- **PAGE**:
►

NASA Perseverance rover’s Sampling and Caching System deployed the rotary-percussive drill as well as a hollow coring bit at the end of its 7-foot-long (2-meter-long) robotic arm to extract the rare Martian sample. After maneuvering the corer, Perseverance slightly opened the end of the sample tube to capture the images using the Mastcam-Z instrument. “Target for the sample collection attempt was a briefcase-size rock belonging to a ridgeline that is more than half a mile (900 meters) long and contains rock outcrops and boulders,” NASA informed.
After taking the photos the rover indulged in a procedure termed as the “percuss to ingest,” which NASA describes as vibrating the drill and the tube for one second, at least five separate times to clear the tube of any residual material that clings. The ‘percuss-to-ingest’ procedure also slides down the main content onto the tube. NASA informed that the sun's angle is essential to point-source the light that can saturate an image.

◄

- **OBJECTIVE A**: Can you reproduce the records below exactly, line for line?
The rover passage and the records that come next are unrelated material.

- **STORED RECORDS**:
►

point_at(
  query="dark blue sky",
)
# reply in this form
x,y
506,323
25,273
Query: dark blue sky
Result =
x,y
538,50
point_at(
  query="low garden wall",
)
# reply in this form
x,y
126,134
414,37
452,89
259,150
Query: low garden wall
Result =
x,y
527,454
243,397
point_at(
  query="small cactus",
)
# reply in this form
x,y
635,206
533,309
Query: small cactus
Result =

◄

- **OBJECTIVE B**: Could you go on with the Perseverance sampling passage above, picking up after its last sentence?

- **ANSWER A**:
point_at(
  query="dark blue sky",
)
# reply in this form
x,y
506,323
25,273
Query: dark blue sky
Result =
x,y
538,50
point_at(
  query="low garden wall",
)
# reply in this form
x,y
126,134
414,37
452,89
259,150
Query: low garden wall
Result =
x,y
527,454
243,397
point_at(
  query="small cactus",
)
# reply in this form
x,y
635,206
533,309
Query: small cactus
Result =

- **ANSWER B**:
[Tube number 266 that collected first Mars rock sample. Credit: NASA]
NASA’s Jet Propulsion Laboratory, on Sep.6 also demonstrated on camera sample tube number 266, which was used to collect the first sample of Martian rock by NASA’s Perseverance rover. each of the tubes is made of titanium, weighs less than 2 ounces (57 grams), and is less than 6 inches long.
“The project got its first cored rock under its belt, and that’s a phenomenal accomplishment,” said Jennifer Trosper, project manager at NASA’s Jet Propulsion Laboratory in Southern California. “The team determined a location and selected and cored a viable and scientifically valuable rock. We did what we came to do. We will work through this small hiccup with the lighting conditions in the images and remain encouraged that there is a sample in this tube,” she added.